PROBLEM:
Please answer from the excerpt on the rights issue: how much of the net proceeds is to be applied to repaying margin payables to a securities broker?

Neither of the Company nor the Underwriter may waive conditions (1) to (7) stated above. The Underwriter may waive the condition stated in (8) above by written notice to the Company. If the conditions precedent are not satisfied (or waived, as the case may be) in full by the Company by the Latest Time for Termination or such other date as the Company and the Underwriter may agree, the Underwriting Agreement shall terminate and no party shall have any claim against any other party for costs, damages, compensation or otherwise save for any antecedent breaches.

REASONS FOR THE RIGHTS ISSUE AND THE BONUS ISSUE AND USE OF PROCEEDS

The estimated net proceeds from the Rights Issue will be approximately HK$159 million. The net proceeds of the Rights Issue would be applied as to HK$150 million for the repayment of margin payables to a securities broker and as to the remaining balance as general working capital of the Company.

The margin payable is due to a securities broker of the Company as a result of trading in various listed securities through the securities broker’s margin account. As at the date of this announcement, the margin payable to this securities broker is approximately HK$154 million and that the repayment of this margin payable could significantly reduce the interest expenses of the Company. The repayment of the margin payables would take place as soon as the Rights Issue is completed and currently there is no set timeframe with regards to the utilisation of the general working capital of the Company. Other than the HK$150 million margin repayment, the Company is obliged to redeem the note (the ‘‘Note’’) issued to Pitta Income Fund up to an amount of HK$8 million by October 2017. Further information on the Note is set out in the announcement of the Company dated 21 September 2016.

RECORDS PROVIDED:

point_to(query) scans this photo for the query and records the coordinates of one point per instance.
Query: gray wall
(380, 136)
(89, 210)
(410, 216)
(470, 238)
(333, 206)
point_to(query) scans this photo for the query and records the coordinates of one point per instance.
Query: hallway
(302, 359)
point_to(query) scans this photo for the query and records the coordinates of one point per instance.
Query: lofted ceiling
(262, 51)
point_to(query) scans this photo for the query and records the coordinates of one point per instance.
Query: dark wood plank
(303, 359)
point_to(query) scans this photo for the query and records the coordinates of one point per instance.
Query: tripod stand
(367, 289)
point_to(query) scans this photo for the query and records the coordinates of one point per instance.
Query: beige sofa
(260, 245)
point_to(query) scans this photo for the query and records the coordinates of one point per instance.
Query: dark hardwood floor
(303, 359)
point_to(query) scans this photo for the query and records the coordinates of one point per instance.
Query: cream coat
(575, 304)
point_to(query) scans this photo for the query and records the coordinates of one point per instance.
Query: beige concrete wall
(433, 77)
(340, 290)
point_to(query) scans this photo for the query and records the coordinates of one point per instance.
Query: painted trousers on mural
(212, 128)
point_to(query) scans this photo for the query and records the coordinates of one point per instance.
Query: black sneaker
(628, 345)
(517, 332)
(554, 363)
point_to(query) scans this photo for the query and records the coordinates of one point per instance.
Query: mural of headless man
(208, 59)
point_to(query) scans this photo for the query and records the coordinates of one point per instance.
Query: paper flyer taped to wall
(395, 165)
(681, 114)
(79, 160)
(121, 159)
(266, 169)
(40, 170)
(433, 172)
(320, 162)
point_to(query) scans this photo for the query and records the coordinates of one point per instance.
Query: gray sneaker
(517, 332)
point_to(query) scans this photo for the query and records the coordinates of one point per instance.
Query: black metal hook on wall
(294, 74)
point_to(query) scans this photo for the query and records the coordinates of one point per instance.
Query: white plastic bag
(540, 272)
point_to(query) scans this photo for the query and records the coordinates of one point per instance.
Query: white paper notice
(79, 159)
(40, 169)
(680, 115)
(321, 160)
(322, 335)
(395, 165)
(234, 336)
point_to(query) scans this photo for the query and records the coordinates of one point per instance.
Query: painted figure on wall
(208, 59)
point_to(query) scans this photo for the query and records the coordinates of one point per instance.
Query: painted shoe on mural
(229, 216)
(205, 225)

FULL ANSWER:
HK$150 million.